- YOUR INSTRUCTIONS
In the walking and brain health article below, what evidence does it give for the claim that walking "gets your brain firing on all cylinders"? Answer in one to three sentences.

Do you also have one of those days where you’re too tired for a workout so you just lace up your favourite pair of sneakers and go for a walk? We already go how big of a game-changer that is. It may seem like a simple activity, but walking can transform your mood, release endorphins and reduce stress hormones. But there’s more to it! Walking doesn’t just get your heart pumping; it also gets your brain firing on all cylinders. And there is a new research conducted by the University of Maryland School of Public Health! It suggests that walking can strengthen the connections within and between three critical brain networks. Interestingly, one of those is associated with Alzheimer’s disease.
What Exactly Does The Study Reveal?
The study, which was just released this month in the Journal for Alzheimer’s Disease Reports, examined the brains and story recall skills of older adults with normal brain function and those who had been diagnosed with mild cognitive impairment, which is a risk factor for Alzheimer’s and a slight decline in mental abilities like memory, reasoning, and judgement.

- DATASET CONTENT
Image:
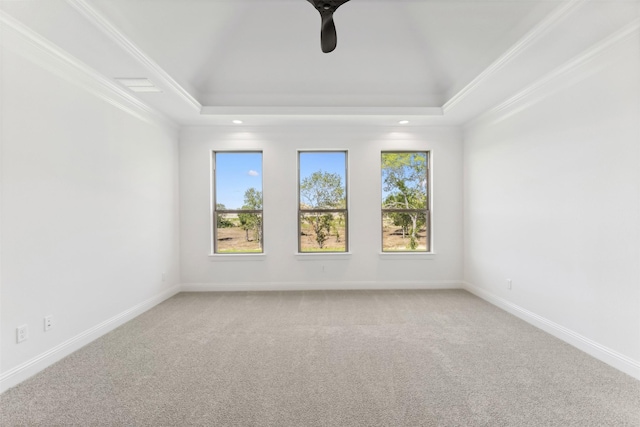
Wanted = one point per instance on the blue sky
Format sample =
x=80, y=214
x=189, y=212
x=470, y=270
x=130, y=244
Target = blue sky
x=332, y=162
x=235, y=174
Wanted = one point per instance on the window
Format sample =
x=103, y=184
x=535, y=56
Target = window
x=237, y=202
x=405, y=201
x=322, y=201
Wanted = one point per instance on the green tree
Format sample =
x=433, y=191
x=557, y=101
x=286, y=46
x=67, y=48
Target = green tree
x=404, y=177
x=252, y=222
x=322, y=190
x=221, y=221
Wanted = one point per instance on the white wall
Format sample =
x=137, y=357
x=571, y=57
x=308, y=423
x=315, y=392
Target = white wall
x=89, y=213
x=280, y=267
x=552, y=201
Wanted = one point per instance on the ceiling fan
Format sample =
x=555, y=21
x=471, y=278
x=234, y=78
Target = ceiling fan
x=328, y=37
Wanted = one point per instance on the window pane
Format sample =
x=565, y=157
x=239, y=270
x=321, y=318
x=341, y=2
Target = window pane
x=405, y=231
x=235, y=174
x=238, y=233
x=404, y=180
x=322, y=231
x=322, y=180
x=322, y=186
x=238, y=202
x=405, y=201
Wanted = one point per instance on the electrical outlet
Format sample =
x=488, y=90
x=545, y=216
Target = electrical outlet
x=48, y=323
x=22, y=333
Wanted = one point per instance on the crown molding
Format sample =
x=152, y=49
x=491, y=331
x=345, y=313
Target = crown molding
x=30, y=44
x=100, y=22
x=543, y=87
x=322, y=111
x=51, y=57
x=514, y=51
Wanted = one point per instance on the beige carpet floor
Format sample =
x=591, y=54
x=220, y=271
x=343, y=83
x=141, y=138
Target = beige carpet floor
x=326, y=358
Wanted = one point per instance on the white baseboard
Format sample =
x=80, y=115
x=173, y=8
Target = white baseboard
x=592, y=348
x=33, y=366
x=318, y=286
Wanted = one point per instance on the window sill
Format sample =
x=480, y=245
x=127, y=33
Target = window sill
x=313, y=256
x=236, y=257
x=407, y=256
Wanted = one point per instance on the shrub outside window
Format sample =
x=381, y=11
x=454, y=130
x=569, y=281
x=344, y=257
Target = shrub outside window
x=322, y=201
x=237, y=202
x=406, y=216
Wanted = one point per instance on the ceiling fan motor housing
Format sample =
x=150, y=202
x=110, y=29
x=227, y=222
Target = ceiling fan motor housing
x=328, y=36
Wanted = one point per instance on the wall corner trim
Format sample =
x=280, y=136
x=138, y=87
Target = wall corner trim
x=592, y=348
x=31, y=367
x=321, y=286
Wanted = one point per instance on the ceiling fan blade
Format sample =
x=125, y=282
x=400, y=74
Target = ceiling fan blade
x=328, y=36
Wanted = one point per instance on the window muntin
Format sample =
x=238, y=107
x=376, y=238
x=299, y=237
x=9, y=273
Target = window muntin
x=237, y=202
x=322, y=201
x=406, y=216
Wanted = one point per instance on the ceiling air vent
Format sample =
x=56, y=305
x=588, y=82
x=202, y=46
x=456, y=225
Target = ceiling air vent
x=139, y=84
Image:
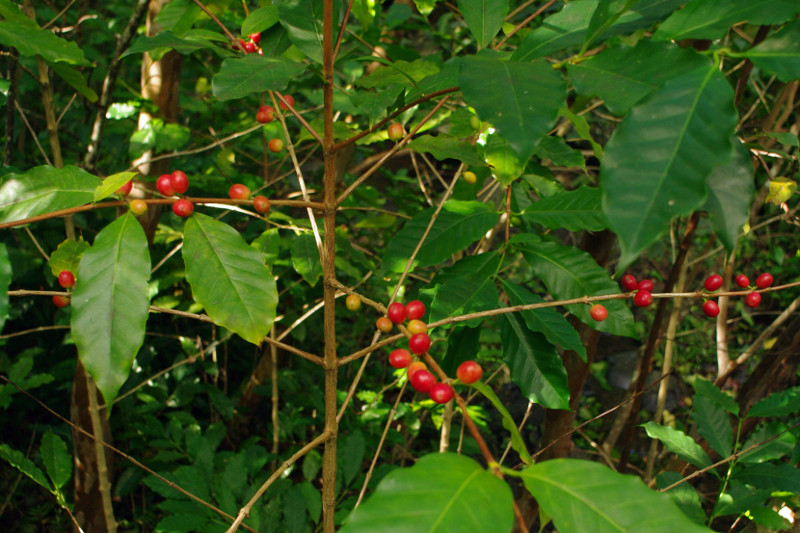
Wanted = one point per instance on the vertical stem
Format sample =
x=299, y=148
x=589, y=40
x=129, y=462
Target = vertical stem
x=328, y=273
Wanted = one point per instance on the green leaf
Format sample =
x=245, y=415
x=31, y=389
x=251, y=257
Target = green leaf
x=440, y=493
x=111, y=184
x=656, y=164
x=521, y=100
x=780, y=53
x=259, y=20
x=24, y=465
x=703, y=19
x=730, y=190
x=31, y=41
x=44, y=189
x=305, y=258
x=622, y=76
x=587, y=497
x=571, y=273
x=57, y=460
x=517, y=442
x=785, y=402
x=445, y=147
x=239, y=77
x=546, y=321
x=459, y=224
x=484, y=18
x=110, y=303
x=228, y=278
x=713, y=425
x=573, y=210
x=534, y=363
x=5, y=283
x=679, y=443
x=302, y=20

- RESULT OF THE EXERCISE
It cites new research from the University of Maryland School of Public Health suggesting that walking can strengthen the connections within and between three critical brain networks. One of those networks is associated with Alzheimer's disease.